ATHENS, Ohio (WCMH) — Kaitlin Bennett says she plans to return to Ohio University and host an open carry rally in the coming weeks.
Bennett became known as the Kent State “gun girl” in 2018 after graduation photos of her posing with an AR-10 on campus went viral. She has since amassed a large social media following and contributes to her fiance’s website, Liberty Hangout.
Now, she says, she’s working to reelect Donald Trump by posting videos which, she says, show how the left acts on a daily basis.
Monday, Bennett said she went to Ohio University to record a video. She said she intended to ask students trivia questions about the history of U.S. presidents. By the time she finished asking one student a series of questions, she said a crowd began to gather.
She says she was not prepared for the response she got.
“I have several videos where we do pop quiz type of videos, where we go out and we ask people general basic history questions, geography questions, and we see how much the general population knows. And actually the student that I asked got all of the questions right,” said Bennett. ” A group of probably 10 people started to form at that point. And they started to call me a racist. Which in that point, someone calls me a racist, I believe they should be able to back up such a horrible allegation. Which they weren’t able to. No one could give me proof for why they believe I was racist. And from there the crowd quickly grew to probably a hundred people within five minutes, and in thirty minutes there were probably three hundred to four hundred students around me.”
Bennett said students in the crowd then started throwing objects and poured liquids on her. She said over the course of around an hour, she tried to leave.

********************

● **Problems to solve**:
a – For the report on Kaitlin Bennett, decide whether each statement agrees with it, answering yes or no and quoting the deciding words: (i) Bennett became known after photos of her with an AR-10 went viral. (ii) The student Bennett questioned got every answer right. (iii) About a hundred people surrounded her after thirty minutes.
b – Please carry on the report on Kaitlin Bennett's visit to Ohio University, beginning right after its last sentence.
The listing that comes next has nothing to do with the report on Kaitlin Bennett.

● **Data provided**:

********************

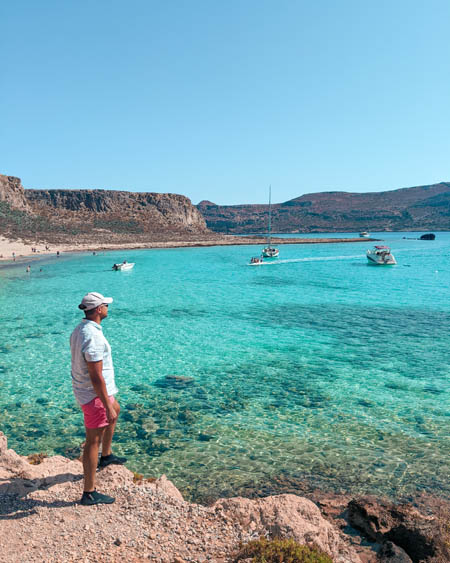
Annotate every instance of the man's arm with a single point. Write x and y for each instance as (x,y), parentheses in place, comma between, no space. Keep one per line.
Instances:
(98,383)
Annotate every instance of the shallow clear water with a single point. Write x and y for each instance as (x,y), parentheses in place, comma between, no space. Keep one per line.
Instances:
(319,366)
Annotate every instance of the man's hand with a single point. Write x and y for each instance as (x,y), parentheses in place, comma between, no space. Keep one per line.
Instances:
(111,414)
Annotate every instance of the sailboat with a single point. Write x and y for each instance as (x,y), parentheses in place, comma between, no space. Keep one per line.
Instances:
(270,251)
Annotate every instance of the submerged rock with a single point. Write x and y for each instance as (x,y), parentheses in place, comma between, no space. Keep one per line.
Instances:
(175,381)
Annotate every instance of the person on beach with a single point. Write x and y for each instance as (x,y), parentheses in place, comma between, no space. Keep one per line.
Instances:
(94,388)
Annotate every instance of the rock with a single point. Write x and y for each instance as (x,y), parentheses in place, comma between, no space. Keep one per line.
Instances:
(289,516)
(167,487)
(13,193)
(402,525)
(391,553)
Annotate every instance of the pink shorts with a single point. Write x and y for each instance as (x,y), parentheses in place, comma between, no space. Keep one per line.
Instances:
(95,413)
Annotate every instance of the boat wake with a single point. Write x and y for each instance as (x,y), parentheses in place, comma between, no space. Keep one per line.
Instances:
(311,259)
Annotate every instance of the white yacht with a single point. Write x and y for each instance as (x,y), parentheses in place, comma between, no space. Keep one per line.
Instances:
(124,266)
(270,251)
(381,256)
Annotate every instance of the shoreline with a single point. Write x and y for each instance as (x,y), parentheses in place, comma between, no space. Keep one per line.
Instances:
(151,520)
(23,250)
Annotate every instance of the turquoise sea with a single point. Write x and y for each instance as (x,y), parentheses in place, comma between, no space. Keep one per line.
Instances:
(318,367)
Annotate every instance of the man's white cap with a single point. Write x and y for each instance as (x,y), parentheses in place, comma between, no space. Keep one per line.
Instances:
(92,300)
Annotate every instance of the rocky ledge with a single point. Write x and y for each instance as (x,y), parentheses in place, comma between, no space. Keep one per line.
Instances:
(41,520)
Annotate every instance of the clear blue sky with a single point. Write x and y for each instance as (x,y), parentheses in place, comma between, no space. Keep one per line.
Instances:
(218,99)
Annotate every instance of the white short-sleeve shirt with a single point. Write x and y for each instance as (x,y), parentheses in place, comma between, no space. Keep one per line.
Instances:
(88,344)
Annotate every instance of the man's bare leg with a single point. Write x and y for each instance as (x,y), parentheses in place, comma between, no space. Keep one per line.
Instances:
(90,456)
(109,433)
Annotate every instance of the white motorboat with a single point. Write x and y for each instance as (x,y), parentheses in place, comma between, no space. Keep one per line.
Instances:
(124,266)
(257,261)
(381,256)
(270,251)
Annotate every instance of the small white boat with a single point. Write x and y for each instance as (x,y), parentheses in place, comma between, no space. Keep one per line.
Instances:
(124,266)
(270,252)
(381,256)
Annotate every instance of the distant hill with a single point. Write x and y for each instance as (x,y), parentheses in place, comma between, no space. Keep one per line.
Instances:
(417,208)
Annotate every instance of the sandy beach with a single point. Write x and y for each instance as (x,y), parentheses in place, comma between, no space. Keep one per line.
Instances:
(20,251)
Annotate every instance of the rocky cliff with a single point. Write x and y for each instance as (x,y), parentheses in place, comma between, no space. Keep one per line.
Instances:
(95,215)
(140,212)
(12,192)
(417,208)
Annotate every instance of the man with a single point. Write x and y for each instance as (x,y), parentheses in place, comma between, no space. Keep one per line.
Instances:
(94,388)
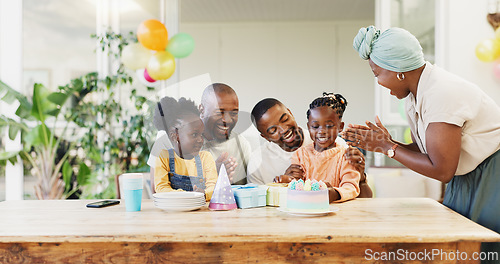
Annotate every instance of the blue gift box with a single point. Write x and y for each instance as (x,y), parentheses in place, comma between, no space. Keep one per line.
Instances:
(250,195)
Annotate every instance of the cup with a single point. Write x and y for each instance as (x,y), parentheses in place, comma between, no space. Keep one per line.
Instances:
(132,191)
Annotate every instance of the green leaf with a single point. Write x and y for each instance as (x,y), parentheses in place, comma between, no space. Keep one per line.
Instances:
(9,98)
(67,172)
(83,174)
(13,131)
(12,93)
(41,105)
(24,111)
(10,156)
(36,137)
(58,98)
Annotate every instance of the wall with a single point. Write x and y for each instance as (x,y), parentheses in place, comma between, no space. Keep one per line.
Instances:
(291,61)
(465,25)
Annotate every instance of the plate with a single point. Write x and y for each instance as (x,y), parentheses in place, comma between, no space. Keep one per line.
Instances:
(180,209)
(309,214)
(178,195)
(178,204)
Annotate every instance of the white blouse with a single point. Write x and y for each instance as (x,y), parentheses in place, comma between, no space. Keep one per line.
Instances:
(445,97)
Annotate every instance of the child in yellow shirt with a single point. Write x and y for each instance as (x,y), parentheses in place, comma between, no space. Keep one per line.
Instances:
(184,167)
(324,159)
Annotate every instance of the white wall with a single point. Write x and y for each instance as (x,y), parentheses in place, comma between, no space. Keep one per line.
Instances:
(465,25)
(291,61)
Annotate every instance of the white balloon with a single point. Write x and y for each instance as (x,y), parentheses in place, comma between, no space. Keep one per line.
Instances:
(135,56)
(140,76)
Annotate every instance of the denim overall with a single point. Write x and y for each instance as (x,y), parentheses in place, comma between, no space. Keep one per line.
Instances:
(183,181)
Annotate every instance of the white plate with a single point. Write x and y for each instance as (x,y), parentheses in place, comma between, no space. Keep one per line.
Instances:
(179,204)
(309,214)
(180,209)
(178,195)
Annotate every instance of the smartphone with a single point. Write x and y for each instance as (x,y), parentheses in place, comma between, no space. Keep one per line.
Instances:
(101,204)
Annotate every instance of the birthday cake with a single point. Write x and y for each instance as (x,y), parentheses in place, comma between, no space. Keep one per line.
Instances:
(308,196)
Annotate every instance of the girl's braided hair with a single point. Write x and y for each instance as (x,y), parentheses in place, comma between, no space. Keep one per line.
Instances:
(336,101)
(169,112)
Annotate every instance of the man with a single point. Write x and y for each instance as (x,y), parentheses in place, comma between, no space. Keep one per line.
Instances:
(219,112)
(272,162)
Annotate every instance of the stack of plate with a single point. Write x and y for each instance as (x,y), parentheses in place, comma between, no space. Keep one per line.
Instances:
(179,201)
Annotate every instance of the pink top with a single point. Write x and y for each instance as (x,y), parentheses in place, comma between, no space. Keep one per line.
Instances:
(329,166)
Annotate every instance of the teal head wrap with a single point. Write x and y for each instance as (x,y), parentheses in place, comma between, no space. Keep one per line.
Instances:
(395,49)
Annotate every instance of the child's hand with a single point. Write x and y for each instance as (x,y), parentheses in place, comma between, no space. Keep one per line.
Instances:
(197,189)
(229,162)
(283,179)
(355,158)
(295,171)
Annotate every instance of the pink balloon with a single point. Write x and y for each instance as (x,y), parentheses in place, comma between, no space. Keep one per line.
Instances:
(147,77)
(496,69)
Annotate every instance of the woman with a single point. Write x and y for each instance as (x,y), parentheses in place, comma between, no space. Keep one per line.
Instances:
(455,126)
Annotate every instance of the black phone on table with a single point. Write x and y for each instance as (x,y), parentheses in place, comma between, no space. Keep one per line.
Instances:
(103,203)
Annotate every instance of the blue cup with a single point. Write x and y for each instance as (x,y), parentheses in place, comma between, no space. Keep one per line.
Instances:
(132,191)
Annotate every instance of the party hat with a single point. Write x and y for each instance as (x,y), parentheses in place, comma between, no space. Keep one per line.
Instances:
(223,197)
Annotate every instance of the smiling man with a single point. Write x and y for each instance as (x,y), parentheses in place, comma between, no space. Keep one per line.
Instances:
(272,160)
(219,110)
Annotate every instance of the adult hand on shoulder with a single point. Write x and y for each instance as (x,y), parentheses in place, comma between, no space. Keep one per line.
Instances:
(229,162)
(372,137)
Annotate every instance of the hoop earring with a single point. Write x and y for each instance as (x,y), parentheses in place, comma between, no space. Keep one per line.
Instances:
(400,78)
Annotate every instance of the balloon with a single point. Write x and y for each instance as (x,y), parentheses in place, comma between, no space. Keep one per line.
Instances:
(496,69)
(497,33)
(407,136)
(161,65)
(181,45)
(488,50)
(147,77)
(135,56)
(152,34)
(141,77)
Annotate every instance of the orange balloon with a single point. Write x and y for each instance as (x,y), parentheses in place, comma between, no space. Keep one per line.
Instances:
(152,34)
(161,65)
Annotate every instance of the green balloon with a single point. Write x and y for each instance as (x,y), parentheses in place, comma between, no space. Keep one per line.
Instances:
(181,45)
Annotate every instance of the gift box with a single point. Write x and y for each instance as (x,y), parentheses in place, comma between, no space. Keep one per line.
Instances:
(250,195)
(276,194)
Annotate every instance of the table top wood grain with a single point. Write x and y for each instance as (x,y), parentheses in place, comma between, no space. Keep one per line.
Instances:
(401,220)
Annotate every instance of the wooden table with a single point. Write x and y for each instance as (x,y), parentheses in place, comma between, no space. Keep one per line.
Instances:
(364,230)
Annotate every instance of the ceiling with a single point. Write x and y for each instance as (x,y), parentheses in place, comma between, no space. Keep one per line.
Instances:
(275,10)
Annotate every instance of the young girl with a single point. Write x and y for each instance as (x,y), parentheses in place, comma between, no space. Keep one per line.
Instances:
(184,167)
(324,159)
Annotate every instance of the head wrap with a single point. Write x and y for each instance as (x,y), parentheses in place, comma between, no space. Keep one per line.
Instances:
(395,49)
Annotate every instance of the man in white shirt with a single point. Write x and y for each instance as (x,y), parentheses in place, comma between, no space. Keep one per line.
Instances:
(219,112)
(272,161)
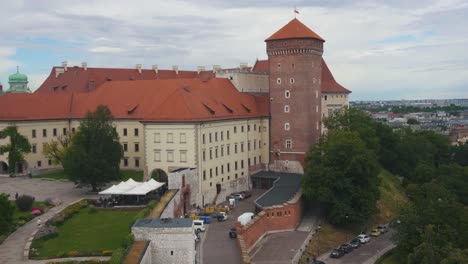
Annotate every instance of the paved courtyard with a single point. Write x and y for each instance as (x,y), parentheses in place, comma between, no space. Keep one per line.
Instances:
(11,250)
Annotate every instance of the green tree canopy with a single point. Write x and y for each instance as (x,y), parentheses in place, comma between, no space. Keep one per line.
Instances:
(95,152)
(6,213)
(18,145)
(341,173)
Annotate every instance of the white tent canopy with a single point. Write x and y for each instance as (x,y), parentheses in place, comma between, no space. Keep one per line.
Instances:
(131,187)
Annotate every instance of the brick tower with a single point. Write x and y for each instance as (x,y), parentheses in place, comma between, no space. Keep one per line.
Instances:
(295,62)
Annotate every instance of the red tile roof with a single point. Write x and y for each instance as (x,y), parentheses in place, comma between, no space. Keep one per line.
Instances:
(175,100)
(261,66)
(294,29)
(77,79)
(329,85)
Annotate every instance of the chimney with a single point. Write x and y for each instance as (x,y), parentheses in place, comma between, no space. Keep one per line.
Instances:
(216,68)
(65,65)
(200,69)
(58,71)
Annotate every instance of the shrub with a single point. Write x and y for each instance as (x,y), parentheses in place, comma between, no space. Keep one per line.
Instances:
(152,204)
(117,256)
(128,241)
(92,210)
(24,202)
(106,252)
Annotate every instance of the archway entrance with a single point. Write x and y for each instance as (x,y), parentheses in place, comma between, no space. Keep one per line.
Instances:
(160,176)
(3,167)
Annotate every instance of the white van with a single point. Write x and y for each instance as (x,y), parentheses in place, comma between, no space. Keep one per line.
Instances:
(198,225)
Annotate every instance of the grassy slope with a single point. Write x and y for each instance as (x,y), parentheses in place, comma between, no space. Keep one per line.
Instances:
(85,232)
(391,198)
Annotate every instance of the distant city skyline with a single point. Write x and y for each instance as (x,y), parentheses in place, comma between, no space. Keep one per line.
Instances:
(389,50)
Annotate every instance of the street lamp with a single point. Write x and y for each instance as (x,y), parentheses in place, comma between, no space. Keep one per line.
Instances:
(346,224)
(318,241)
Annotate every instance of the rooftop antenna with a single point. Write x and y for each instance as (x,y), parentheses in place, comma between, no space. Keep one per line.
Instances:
(295,11)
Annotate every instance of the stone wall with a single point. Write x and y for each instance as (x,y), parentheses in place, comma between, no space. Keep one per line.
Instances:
(169,245)
(272,219)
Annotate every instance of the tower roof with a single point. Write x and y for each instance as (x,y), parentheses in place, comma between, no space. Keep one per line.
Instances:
(17,77)
(294,29)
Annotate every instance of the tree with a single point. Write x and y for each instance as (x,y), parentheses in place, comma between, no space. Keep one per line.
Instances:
(6,213)
(56,150)
(412,121)
(19,145)
(95,152)
(341,173)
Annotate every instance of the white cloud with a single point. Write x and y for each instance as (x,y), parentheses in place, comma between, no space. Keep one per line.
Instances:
(379,50)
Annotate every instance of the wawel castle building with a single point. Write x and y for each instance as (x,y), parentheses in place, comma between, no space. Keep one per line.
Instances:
(224,124)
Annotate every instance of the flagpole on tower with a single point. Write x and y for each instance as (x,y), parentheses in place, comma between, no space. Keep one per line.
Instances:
(295,11)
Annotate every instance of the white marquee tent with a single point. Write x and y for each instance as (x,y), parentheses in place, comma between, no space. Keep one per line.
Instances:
(131,187)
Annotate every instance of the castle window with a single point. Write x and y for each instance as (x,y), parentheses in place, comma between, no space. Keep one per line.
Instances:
(157,155)
(170,156)
(288,144)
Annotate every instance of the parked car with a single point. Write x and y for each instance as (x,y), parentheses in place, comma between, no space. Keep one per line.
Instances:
(246,194)
(222,216)
(238,196)
(346,248)
(355,243)
(382,229)
(199,225)
(363,238)
(233,233)
(375,232)
(337,253)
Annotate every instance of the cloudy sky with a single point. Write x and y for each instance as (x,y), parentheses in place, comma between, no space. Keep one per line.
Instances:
(381,49)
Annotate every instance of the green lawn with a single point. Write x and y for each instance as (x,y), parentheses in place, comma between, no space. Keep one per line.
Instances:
(124,175)
(56,175)
(88,234)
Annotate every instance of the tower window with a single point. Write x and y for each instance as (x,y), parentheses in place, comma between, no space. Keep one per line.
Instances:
(288,144)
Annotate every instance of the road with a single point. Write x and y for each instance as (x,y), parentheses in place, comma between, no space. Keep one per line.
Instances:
(367,253)
(216,245)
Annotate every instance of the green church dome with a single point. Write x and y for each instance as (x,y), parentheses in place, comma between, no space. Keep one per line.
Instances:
(18,77)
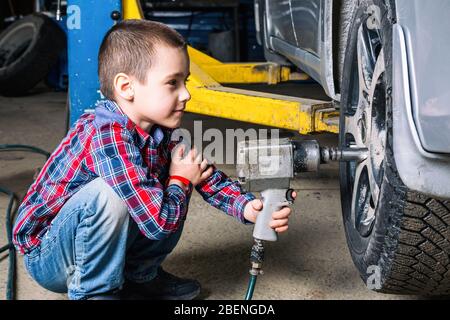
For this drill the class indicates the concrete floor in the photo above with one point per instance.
(310, 261)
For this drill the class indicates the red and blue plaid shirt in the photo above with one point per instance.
(134, 163)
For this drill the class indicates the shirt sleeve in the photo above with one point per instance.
(225, 194)
(157, 211)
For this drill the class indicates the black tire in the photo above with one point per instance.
(28, 49)
(407, 238)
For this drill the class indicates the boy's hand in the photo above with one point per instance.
(280, 218)
(191, 167)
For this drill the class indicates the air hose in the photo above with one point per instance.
(10, 213)
(256, 260)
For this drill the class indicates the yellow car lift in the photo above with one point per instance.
(210, 98)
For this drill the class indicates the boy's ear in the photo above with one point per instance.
(123, 85)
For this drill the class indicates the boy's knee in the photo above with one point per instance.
(113, 210)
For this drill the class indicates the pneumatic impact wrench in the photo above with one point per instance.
(268, 168)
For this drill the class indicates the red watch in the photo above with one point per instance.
(183, 180)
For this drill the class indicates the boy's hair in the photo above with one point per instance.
(129, 47)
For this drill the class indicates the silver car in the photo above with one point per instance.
(385, 63)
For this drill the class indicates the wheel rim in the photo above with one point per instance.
(10, 49)
(365, 126)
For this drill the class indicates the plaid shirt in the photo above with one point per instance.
(134, 163)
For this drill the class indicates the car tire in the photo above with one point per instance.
(28, 49)
(399, 239)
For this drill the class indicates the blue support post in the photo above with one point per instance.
(87, 23)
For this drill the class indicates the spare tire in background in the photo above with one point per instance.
(28, 49)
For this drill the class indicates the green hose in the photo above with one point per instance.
(10, 212)
(251, 287)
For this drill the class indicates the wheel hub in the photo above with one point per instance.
(365, 125)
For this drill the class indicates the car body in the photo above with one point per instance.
(311, 34)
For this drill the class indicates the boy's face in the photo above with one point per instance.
(162, 99)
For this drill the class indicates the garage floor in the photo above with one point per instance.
(310, 261)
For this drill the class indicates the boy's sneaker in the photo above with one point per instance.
(164, 286)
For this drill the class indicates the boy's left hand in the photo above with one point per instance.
(280, 218)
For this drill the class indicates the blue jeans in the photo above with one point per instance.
(93, 244)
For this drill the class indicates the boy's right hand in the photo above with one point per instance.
(191, 167)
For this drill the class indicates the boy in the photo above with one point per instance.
(110, 203)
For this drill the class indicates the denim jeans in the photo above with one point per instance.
(93, 245)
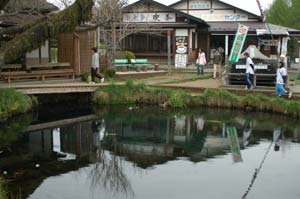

********************

● **Responses in order**:
a –
(i) Yes: "graduation photos of her posing with an AR-10 on campus went viral"
(ii) Yes: "the student that I asked got all of the questions right"
(iii) No: "in thirty minutes there were probably three hundred to four hundred students around me"

b –
Videos posted on social media by Bennett and others show a large crowd gathering around her as she walks around campus. Video from inside a vehicle she was riding in shows liquids being thrown as people shout.
Bennett described the incident as a ‘riot.’ In a statement Monday, Ohio University Police denied that the incident rose to the level of a riot.
Early this afternoon an activist appeared unexpectedly on the Ohio University campus in Athens and engaged in Constitutionally protected activity. She drew a large crowd of people, many with opposing viewpoints, who also chose to exercise their first amendment rights. Ohio University police officers were present throughout the incident to protect everyone’s rights and safety; other than keeping streets and other public rights of way clear, no police officers asked anyone to leave at any point in time.
Contrary to allegations circulating on social media, the incident did not rise to the level of a riot. There was strong language, and allegations that some unknown person(s) in the crowd splashed water, but there were no reported injuries or violence, and no one was arrested during the event. It should be noted that the police department received no prior notice of the activist’s plans. Although such notice is not required, the lack of it deprived the department of the ability to plan staffing levels. As a result, the officers on duty had to prioritize their response to the events as they unfolded, rightly putting everyone’s personal safety ahead of all other concerns.
In an interview with NBC4’s Ted Hart, Bennett said the university lied about what happened.
“I always reach out and coordinate with police for events. Me going on campus with a microphone was not an event. They lied so much in their press statement. I am not an activist. I’m a YouTuber and for them to call me one without even talking to me is ridiculous. They also said that they were allegations of unknown people splashing water on me. We are not in a pool. We’re not swimming. No one is splashing water in a parking lot. They threw liquids on me, coffee, hot steaming coffee, iced coffee, tea, pop and water,” said Bennett.
“They were definitely out and outspoken. At times they were vulgar, but none of the officers I’ve spoken to reported seeing any violence or anything of that nature,” said Ohio University Police Chief Andrew Powers. “I think the officers responded appropriately.”
Powers said the crowd ebbed and flowed and peaked at between 150 and 200 people. He called the crowd disorderly, but not a riot.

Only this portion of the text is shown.